Lunes, 10 de diciembre de 2007 | Hoy
Por Marcos Novaro *
En la política argentina se habla mucho, demasiado, de la falta de institucionalidad, del personalismo como una de sus causas y también, a veces simultáneamente, aunque sea contradictorio, de la “voluntad política” como origen y sostén de todo gran proyecto; pero se suele prestar poca atención a las instituciones realmente existentes y a las tendencias de cambio que escapan, la más de las veces, a la voluntad de los políticos. Con la sucesión en curso está sucediendo algo de esto.
Néstor Kirchner deja la presidencia habiendo podido seguir en ella por otro período. Hay quienes ven en esto una renuncia, de inspiración republicana, al sueño continuista que ha tentado a todos nuestros líderes personalistas. Otros, en cambio, adivinan una jugada para habilitar otro continuismo, nepotista y aún más prolongado que el que permite la reelección por única vez. Pocos en cambio le han prestado atención al parecido de familia entre ese acto y el de su antecesor inmediato, y hoy archienemigo, Eduardo Duhalde. En esta perspectiva, cabría leer en el paso dado por Kirchner, más allá de las ilusiones y temores de unos y otros, el signo de una tendencia que puede estar ganando terreno entre aquellas dos alternativas polares: si las circunstancias juegan a favor, y él no pretende ignorarlas, el hoy presidente saliente puede estar gestando la oportunidad, aun sin saberlo o sin desearlo, para hacer posible un cambio de enorme trascendencia para el futuro político argentino: establecer una regla (cualquiera sea) con la que el peronismo pueda resolver de aquí en más, periódicamente, sin rupturas institucionales ni crisis cataclísmicas, la sucesión del liderazgo.

- [Datos proporcionados]:
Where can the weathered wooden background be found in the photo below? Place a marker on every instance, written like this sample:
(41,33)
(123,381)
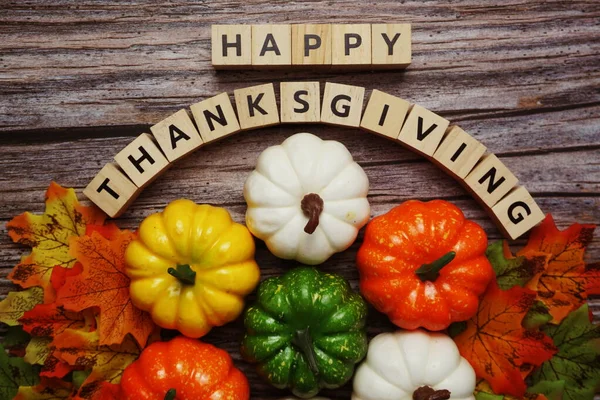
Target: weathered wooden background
(79,79)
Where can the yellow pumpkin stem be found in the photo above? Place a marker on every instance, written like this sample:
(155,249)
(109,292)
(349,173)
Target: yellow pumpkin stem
(184,273)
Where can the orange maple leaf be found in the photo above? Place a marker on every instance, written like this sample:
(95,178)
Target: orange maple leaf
(83,350)
(47,389)
(50,320)
(96,388)
(566,282)
(104,285)
(496,344)
(48,235)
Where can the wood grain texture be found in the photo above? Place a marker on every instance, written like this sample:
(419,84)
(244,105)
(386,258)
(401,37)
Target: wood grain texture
(79,80)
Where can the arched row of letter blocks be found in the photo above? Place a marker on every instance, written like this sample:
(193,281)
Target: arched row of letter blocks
(418,129)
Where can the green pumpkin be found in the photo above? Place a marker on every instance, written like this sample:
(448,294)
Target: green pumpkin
(306,331)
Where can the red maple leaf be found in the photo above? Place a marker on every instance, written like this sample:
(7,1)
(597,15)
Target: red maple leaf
(104,285)
(496,344)
(566,283)
(50,320)
(48,235)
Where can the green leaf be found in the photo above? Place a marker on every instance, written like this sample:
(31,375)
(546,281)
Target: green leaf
(488,396)
(514,271)
(553,390)
(15,372)
(577,362)
(537,316)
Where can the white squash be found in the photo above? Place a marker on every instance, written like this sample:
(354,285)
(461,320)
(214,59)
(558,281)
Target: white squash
(399,363)
(307,199)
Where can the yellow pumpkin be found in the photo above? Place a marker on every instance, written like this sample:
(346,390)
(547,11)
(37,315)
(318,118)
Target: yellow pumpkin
(191,267)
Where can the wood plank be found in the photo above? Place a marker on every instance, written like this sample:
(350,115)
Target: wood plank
(520,77)
(137,64)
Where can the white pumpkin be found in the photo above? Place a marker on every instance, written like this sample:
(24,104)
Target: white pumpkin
(399,363)
(307,199)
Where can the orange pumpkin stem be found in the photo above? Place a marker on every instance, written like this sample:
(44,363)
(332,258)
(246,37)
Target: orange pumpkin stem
(430,272)
(184,273)
(303,340)
(312,206)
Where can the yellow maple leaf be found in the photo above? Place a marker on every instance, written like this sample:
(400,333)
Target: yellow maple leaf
(17,303)
(83,349)
(37,350)
(48,235)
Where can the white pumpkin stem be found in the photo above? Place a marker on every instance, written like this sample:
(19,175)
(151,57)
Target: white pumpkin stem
(429,393)
(312,206)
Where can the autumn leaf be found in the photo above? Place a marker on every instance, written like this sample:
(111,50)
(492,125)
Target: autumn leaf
(103,284)
(83,350)
(537,316)
(17,303)
(15,340)
(47,389)
(577,362)
(514,271)
(48,235)
(592,273)
(95,388)
(51,319)
(15,372)
(40,351)
(496,344)
(58,278)
(562,286)
(37,350)
(483,391)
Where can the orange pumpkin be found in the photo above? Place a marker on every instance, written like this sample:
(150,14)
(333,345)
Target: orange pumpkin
(424,265)
(183,369)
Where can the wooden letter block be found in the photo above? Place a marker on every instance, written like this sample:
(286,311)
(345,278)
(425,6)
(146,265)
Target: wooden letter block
(311,44)
(231,46)
(111,190)
(517,213)
(271,45)
(459,152)
(256,106)
(342,104)
(300,102)
(215,117)
(351,44)
(142,160)
(384,114)
(423,131)
(391,45)
(490,180)
(176,135)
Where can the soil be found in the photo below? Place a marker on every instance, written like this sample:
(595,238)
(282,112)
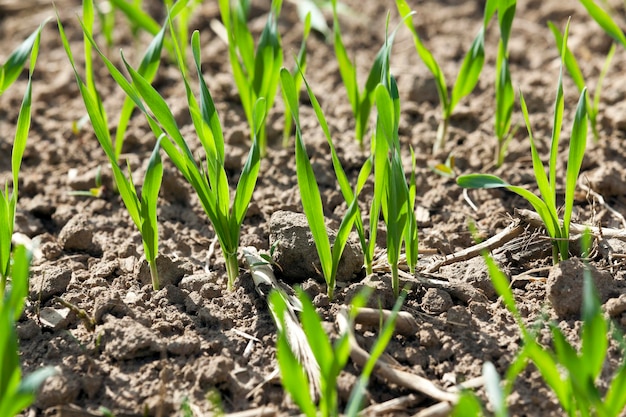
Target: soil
(140,352)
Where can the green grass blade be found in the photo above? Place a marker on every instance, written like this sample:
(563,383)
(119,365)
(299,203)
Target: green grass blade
(577,146)
(569,59)
(426,56)
(506,15)
(298,73)
(411,237)
(383,339)
(595,330)
(137,16)
(316,335)
(21,134)
(147,68)
(346,67)
(544,184)
(491,6)
(149,198)
(309,190)
(605,21)
(558,117)
(470,71)
(491,181)
(11,69)
(158,106)
(249,173)
(550,373)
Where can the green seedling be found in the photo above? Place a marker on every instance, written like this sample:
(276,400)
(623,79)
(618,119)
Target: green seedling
(298,75)
(256,73)
(398,197)
(331,357)
(16,391)
(310,194)
(546,206)
(577,76)
(140,20)
(148,67)
(209,179)
(570,372)
(361,101)
(466,79)
(313,8)
(9,196)
(505,94)
(12,68)
(142,210)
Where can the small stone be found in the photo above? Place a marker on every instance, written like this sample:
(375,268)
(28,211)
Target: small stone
(125,339)
(78,235)
(428,338)
(28,330)
(60,389)
(109,303)
(55,318)
(296,253)
(85,181)
(48,282)
(436,301)
(458,315)
(184,346)
(564,287)
(616,306)
(193,282)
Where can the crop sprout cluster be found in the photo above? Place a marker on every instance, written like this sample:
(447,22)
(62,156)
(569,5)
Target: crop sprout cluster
(259,72)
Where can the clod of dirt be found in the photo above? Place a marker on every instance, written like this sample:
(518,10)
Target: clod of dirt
(51,281)
(608,180)
(616,306)
(60,389)
(184,346)
(170,271)
(78,236)
(55,318)
(296,254)
(564,288)
(473,272)
(436,301)
(87,180)
(126,339)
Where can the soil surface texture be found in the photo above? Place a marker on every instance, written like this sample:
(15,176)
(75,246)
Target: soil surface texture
(92,312)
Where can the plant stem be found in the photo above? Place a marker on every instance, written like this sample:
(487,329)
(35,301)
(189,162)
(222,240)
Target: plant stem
(498,158)
(442,133)
(395,281)
(154,273)
(232,269)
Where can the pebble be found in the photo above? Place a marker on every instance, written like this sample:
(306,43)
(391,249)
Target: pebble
(78,235)
(171,272)
(60,389)
(296,253)
(48,282)
(125,339)
(436,301)
(564,287)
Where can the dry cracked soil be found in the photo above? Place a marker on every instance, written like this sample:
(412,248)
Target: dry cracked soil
(118,344)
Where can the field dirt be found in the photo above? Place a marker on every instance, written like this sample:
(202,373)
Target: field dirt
(140,352)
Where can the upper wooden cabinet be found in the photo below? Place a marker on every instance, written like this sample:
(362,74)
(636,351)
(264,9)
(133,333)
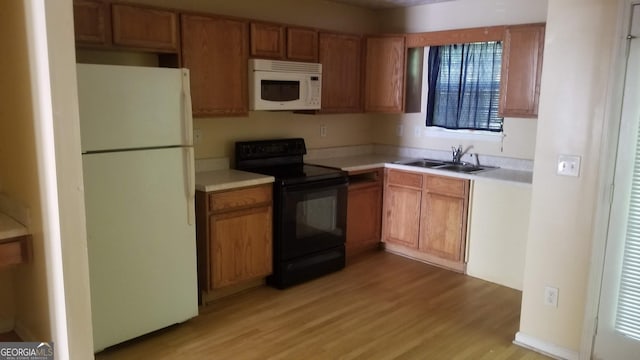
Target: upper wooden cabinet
(92,22)
(143,27)
(277,41)
(302,44)
(340,56)
(215,50)
(521,70)
(384,74)
(267,40)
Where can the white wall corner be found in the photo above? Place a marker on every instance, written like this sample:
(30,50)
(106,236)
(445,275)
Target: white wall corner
(544,347)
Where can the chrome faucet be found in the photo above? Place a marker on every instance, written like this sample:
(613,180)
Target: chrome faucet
(456,154)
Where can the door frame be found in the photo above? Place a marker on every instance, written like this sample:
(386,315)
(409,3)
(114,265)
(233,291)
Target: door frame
(610,135)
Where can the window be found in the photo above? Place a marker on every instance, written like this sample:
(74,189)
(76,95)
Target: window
(464,86)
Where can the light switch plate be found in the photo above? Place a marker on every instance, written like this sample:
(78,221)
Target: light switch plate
(568,165)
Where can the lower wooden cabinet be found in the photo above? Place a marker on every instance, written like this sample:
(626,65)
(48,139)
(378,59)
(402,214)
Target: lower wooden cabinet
(234,236)
(425,217)
(364,208)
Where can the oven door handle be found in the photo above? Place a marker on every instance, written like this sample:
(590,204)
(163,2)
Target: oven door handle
(326,184)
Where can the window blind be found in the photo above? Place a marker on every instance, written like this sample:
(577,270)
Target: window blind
(628,310)
(464,86)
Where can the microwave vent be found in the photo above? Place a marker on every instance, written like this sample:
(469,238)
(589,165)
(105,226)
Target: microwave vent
(285,66)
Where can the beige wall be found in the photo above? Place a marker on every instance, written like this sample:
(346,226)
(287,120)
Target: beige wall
(219,134)
(66,126)
(520,138)
(578,48)
(18,167)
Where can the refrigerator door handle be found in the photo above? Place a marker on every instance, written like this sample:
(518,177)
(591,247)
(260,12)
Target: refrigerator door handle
(187,120)
(191,186)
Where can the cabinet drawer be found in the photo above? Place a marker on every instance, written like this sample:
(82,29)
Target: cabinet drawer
(233,199)
(404,179)
(446,185)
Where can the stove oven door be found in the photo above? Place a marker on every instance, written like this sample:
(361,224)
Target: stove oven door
(313,218)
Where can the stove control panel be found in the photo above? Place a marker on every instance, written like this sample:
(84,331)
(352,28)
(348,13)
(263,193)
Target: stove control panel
(246,150)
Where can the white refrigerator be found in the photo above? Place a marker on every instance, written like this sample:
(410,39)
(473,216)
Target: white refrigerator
(137,157)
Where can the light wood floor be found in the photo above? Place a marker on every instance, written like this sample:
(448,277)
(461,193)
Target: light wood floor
(382,306)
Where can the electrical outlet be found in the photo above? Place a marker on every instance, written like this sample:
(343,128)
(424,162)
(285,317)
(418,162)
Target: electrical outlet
(568,165)
(551,296)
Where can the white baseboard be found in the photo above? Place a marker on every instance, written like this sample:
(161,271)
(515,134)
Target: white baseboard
(543,347)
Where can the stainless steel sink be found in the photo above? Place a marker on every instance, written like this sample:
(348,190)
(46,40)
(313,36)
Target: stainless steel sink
(448,166)
(465,168)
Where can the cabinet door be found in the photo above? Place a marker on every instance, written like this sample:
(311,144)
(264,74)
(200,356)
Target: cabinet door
(267,40)
(444,218)
(302,44)
(384,74)
(364,208)
(340,56)
(401,215)
(241,247)
(142,27)
(521,70)
(215,50)
(92,23)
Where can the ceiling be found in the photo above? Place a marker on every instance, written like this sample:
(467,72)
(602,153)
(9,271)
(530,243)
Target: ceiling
(387,4)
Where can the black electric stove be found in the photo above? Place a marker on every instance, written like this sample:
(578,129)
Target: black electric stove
(309,213)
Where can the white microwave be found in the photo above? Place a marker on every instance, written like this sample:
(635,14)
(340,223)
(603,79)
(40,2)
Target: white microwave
(284,85)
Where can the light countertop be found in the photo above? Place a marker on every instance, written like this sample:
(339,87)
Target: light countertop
(365,162)
(9,228)
(357,163)
(229,179)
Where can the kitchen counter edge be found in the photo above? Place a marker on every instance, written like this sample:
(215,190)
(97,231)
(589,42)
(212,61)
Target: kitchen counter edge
(217,180)
(366,162)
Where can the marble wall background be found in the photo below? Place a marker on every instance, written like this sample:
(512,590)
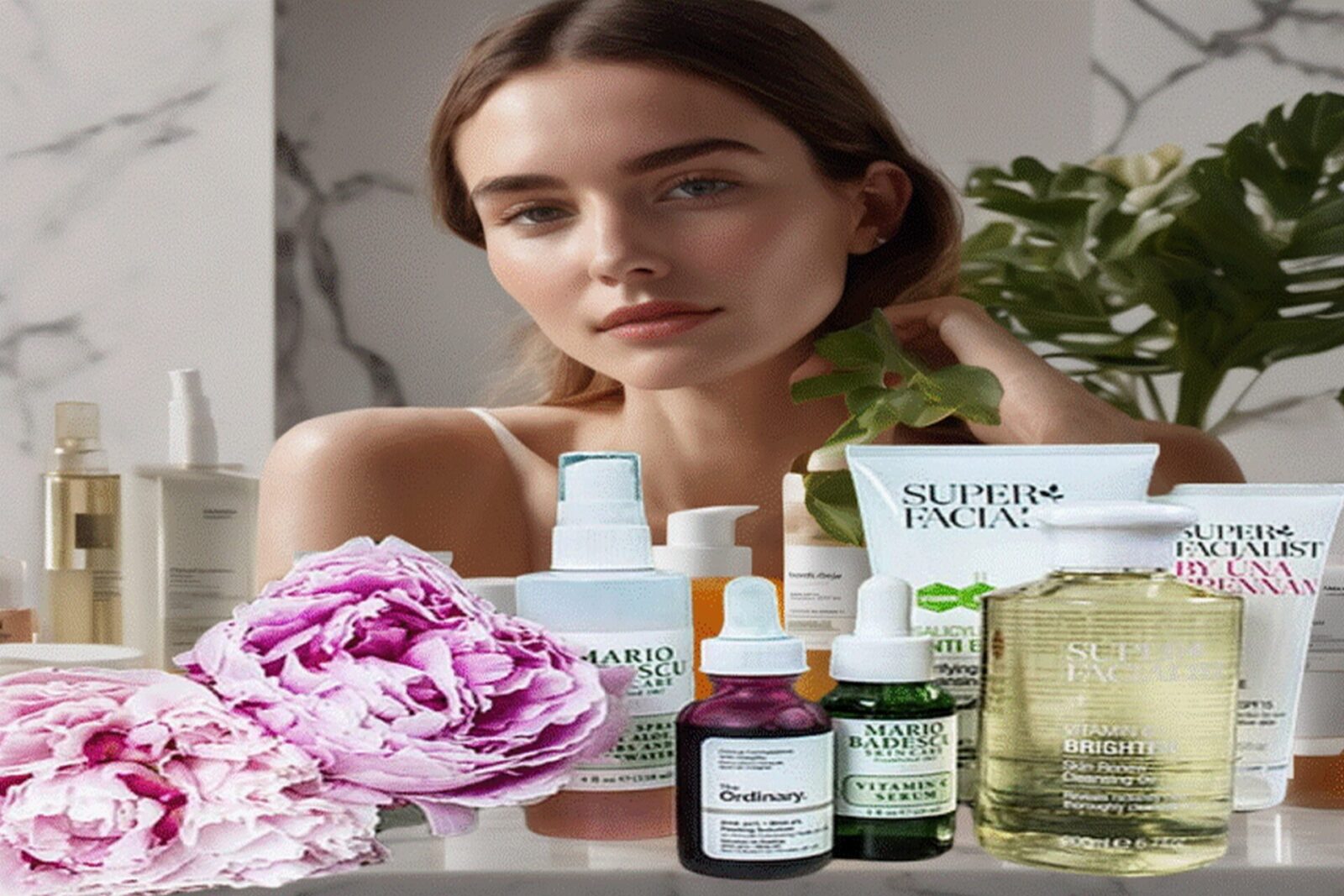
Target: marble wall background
(239,184)
(134,228)
(409,315)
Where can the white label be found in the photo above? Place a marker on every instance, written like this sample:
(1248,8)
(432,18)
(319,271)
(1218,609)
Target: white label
(1327,647)
(206,566)
(645,755)
(822,591)
(766,799)
(887,768)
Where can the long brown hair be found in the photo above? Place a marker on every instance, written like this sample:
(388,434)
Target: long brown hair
(765,54)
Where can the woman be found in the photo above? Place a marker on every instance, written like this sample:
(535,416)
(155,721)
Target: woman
(682,196)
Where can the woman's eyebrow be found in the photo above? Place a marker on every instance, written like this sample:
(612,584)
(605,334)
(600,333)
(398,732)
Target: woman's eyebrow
(643,164)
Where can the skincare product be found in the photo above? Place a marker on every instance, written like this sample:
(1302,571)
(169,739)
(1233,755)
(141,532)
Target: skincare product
(17,620)
(1319,746)
(958,521)
(82,553)
(822,575)
(754,761)
(497,590)
(1109,701)
(192,532)
(702,544)
(1267,543)
(604,595)
(895,735)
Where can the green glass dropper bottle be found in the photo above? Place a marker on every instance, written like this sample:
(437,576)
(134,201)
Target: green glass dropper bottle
(895,735)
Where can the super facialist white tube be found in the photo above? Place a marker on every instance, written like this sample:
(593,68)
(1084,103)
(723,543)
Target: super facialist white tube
(956,521)
(1267,543)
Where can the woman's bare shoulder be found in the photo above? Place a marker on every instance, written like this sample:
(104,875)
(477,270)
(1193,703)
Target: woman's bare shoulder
(423,474)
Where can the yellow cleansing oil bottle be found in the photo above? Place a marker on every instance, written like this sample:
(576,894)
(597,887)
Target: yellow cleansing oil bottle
(1109,701)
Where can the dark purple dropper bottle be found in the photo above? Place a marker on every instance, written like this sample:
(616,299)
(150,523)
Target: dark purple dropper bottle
(754,783)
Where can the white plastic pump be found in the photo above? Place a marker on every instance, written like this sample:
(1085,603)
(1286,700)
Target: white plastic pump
(702,543)
(752,641)
(600,520)
(882,647)
(192,439)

- [Consigna]: Reescribe el fragmento del texto sobre la sucesión presidencial que comienza con las palabras "Lunes, 10 de" y concluye con "algo de esto.", sustituyendo "personalismo" por "caudillismo".

- [Resultado]:
Lunes, 10 de diciembre de 2007 | Hoy
Por Marcos Novaro *
En la política argentina se habla mucho, demasiado, de la falta de institucionalidad, del caudillismo como una de sus causas y también, a veces simultáneamente, aunque sea contradictorio, de la “voluntad política” como origen y sostén de todo gran proyecto; pero se suele prestar poca atención a las instituciones realmente existentes y a las tendencias de cambio que escapan, la más de las veces, a la voluntad de los políticos. Con la sucesión en curso está sucediendo algo de esto.